[Saved entries]
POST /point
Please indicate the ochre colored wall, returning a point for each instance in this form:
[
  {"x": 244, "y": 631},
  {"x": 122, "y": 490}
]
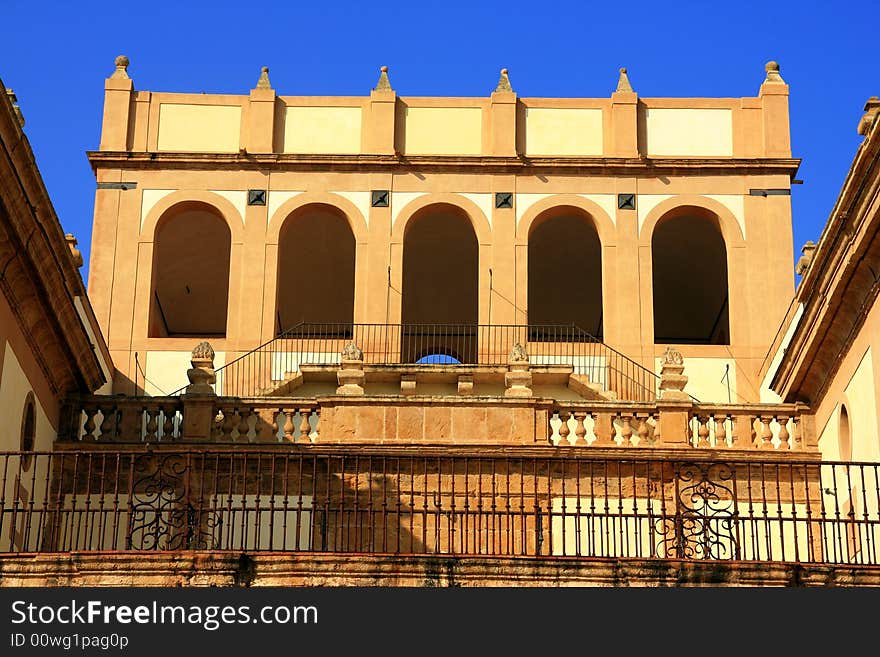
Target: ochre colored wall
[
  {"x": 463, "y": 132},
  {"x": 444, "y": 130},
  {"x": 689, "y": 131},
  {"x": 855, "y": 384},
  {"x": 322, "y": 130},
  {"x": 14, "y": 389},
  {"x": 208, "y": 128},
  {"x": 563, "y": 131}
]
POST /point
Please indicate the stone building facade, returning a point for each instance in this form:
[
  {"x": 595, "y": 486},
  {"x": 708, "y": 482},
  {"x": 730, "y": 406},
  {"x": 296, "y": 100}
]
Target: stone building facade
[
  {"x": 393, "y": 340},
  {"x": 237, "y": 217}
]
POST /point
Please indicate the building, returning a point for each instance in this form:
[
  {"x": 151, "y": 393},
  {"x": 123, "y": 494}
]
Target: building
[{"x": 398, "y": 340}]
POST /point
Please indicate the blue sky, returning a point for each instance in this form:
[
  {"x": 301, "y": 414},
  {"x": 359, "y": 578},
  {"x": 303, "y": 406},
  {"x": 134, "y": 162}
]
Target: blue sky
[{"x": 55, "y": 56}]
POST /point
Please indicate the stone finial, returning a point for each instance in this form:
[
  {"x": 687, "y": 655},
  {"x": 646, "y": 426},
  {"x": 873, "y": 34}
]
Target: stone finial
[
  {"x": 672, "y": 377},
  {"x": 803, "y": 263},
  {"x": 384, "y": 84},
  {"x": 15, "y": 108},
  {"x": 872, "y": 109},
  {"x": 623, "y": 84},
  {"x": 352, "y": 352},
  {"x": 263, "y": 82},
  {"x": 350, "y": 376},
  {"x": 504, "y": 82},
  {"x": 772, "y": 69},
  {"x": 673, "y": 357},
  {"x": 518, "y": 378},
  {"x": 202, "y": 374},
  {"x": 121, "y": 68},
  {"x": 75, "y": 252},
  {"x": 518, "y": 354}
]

Exercise brief -
Would you output all of the entries above exactly, keeping the pictures out?

Answer box -
POST /point
Please indicate the ochre colored wall, returning a point for each instance in this form:
[
  {"x": 244, "y": 631},
  {"x": 122, "y": 490}
]
Target: ochre colored wall
[
  {"x": 463, "y": 132},
  {"x": 444, "y": 130},
  {"x": 689, "y": 131},
  {"x": 855, "y": 384},
  {"x": 322, "y": 130},
  {"x": 14, "y": 389},
  {"x": 208, "y": 128},
  {"x": 563, "y": 131}
]
POST /point
Please indicate the stone building facade, returning a point for each instance in this form:
[
  {"x": 595, "y": 486},
  {"x": 708, "y": 482},
  {"x": 730, "y": 406},
  {"x": 296, "y": 100}
]
Target: stone building facade
[
  {"x": 393, "y": 340},
  {"x": 237, "y": 217}
]
POST /point
Please indicate the building, returning a point for each instance in this form:
[
  {"x": 151, "y": 393},
  {"x": 123, "y": 494}
]
Target: building
[{"x": 398, "y": 340}]
POST /point
Please indicate the blue sky, returning a point for each instance in this form:
[
  {"x": 301, "y": 414},
  {"x": 359, "y": 578},
  {"x": 303, "y": 406},
  {"x": 134, "y": 162}
]
Target: blue sky
[{"x": 55, "y": 56}]
POST /point
Please indicate the stone finial, returning a point for each instance in this form:
[
  {"x": 687, "y": 655},
  {"x": 646, "y": 426},
  {"x": 873, "y": 34}
]
Target: stone finial
[
  {"x": 672, "y": 377},
  {"x": 803, "y": 263},
  {"x": 384, "y": 84},
  {"x": 15, "y": 108},
  {"x": 872, "y": 109},
  {"x": 623, "y": 84},
  {"x": 352, "y": 352},
  {"x": 263, "y": 82},
  {"x": 350, "y": 376},
  {"x": 504, "y": 82},
  {"x": 772, "y": 69},
  {"x": 673, "y": 357},
  {"x": 518, "y": 378},
  {"x": 202, "y": 374},
  {"x": 121, "y": 68},
  {"x": 75, "y": 252},
  {"x": 518, "y": 354}
]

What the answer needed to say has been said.